(BRIEF): Edit the stretch from the start of the records through the line containing "[0,133,450,166]" by changing "balcony" to "terrace", and write those lines out again with nothing else altered.

(A set of records):
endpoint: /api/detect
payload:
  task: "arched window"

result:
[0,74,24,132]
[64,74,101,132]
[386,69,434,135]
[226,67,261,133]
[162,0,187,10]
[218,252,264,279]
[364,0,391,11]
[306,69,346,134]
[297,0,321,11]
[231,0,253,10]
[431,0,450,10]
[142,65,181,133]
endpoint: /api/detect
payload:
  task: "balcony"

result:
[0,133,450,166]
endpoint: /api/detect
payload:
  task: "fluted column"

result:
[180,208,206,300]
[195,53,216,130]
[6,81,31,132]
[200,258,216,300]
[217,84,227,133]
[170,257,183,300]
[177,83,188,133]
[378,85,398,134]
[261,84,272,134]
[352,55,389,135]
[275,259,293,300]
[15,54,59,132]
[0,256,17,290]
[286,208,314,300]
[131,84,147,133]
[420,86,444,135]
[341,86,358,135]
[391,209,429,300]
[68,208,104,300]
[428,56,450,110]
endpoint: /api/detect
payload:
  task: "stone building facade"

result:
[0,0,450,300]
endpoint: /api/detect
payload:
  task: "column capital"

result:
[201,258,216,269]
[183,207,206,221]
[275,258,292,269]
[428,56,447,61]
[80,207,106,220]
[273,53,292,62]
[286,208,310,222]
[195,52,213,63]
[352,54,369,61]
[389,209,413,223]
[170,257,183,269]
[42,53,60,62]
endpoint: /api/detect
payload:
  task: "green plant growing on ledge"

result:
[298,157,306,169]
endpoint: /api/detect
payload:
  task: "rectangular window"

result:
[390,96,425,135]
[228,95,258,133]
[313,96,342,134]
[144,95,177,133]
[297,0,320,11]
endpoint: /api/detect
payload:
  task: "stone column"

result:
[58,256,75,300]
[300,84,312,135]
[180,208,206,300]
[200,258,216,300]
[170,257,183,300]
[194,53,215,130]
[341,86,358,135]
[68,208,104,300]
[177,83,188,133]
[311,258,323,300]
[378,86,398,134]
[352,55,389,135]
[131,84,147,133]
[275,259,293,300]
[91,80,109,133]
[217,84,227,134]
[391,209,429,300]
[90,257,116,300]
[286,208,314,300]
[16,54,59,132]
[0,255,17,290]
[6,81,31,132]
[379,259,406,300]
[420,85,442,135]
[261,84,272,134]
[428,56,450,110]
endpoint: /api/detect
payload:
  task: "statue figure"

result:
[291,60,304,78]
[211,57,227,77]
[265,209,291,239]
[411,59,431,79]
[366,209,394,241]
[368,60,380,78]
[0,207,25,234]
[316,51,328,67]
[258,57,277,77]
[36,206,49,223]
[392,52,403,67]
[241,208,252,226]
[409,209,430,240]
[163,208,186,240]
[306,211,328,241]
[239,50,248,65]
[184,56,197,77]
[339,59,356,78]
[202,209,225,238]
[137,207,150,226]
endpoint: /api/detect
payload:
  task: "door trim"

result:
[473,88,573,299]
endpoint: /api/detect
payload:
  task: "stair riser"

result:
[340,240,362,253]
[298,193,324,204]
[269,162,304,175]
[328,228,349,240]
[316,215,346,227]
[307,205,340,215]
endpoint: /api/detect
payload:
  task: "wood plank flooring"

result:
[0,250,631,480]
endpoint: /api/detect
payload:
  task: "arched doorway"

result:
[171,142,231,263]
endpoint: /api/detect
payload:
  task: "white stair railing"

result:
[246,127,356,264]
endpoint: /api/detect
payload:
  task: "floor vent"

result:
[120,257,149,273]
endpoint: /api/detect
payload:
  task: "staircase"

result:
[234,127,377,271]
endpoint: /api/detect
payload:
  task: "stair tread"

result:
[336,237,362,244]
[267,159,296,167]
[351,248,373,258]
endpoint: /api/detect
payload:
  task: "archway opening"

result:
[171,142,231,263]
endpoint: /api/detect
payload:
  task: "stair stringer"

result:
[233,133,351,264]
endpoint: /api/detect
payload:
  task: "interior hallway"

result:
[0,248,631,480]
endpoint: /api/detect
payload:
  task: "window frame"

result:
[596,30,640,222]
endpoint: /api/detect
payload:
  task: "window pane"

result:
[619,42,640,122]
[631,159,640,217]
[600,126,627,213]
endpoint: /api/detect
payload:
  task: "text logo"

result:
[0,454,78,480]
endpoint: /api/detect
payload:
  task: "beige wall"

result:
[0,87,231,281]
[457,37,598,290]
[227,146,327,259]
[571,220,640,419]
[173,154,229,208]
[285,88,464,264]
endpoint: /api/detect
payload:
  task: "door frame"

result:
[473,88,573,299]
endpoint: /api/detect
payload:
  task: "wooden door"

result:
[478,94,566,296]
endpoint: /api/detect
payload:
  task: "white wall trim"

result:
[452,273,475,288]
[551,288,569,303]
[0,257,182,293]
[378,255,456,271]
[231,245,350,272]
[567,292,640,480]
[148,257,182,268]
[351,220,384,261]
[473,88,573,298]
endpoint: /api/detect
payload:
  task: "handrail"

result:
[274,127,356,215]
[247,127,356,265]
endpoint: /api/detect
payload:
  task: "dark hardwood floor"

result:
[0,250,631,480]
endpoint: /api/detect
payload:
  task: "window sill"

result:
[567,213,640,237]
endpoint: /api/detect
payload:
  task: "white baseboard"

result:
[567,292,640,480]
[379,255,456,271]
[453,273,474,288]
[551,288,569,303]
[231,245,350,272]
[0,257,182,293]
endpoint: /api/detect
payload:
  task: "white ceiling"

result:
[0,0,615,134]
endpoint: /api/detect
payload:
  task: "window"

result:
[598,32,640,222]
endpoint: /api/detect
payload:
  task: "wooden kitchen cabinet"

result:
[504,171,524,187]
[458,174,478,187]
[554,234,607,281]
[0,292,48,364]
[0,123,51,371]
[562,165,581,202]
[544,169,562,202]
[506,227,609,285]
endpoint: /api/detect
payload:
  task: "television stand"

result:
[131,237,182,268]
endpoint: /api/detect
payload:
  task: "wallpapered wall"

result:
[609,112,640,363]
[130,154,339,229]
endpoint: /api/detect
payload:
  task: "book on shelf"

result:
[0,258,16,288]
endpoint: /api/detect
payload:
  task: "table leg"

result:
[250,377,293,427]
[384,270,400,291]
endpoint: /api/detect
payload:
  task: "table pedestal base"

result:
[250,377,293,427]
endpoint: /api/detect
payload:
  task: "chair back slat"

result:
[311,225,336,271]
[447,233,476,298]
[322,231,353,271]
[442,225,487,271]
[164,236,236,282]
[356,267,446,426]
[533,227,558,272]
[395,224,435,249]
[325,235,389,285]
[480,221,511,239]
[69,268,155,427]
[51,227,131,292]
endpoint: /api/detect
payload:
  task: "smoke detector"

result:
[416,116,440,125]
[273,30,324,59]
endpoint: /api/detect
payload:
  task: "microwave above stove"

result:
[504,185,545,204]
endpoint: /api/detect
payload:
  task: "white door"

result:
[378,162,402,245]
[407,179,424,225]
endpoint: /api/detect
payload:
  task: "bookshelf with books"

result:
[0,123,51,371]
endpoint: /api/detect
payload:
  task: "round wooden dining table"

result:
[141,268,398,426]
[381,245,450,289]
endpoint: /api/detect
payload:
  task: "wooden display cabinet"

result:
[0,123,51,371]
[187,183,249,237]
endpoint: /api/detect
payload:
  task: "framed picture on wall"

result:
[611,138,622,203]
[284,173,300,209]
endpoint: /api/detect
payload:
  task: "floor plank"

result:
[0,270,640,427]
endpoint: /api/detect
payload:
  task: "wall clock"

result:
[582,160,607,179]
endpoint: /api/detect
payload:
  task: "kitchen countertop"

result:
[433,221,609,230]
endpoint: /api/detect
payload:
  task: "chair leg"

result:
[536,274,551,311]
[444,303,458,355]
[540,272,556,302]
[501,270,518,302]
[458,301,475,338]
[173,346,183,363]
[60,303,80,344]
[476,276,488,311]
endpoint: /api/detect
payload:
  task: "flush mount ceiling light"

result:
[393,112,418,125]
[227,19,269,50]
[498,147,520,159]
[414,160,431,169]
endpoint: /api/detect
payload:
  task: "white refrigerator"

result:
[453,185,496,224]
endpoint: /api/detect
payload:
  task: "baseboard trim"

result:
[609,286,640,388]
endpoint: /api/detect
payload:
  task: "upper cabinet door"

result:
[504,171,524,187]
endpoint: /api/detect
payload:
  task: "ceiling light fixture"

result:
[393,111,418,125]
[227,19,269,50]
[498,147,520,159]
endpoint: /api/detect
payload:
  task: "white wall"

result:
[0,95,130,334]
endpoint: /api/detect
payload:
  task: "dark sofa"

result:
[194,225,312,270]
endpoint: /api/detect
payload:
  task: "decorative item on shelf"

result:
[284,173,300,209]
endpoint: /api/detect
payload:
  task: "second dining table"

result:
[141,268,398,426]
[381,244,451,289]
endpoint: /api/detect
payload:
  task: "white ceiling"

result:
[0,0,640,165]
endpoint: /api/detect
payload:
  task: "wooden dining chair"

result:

(ANSWER TO THIS TASK):
endpoint: /api/detect
payload:
  task: "arched window"

result:
[0,74,24,132]
[64,74,101,132]
[386,69,434,135]
[226,67,261,133]
[162,0,187,10]
[218,252,264,279]
[364,0,391,11]
[306,69,346,134]
[297,0,321,11]
[231,0,253,10]
[431,0,450,10]
[142,65,181,133]
endpoint: /api/detect
payload:
  task: "terrace"

result:
[0,133,450,166]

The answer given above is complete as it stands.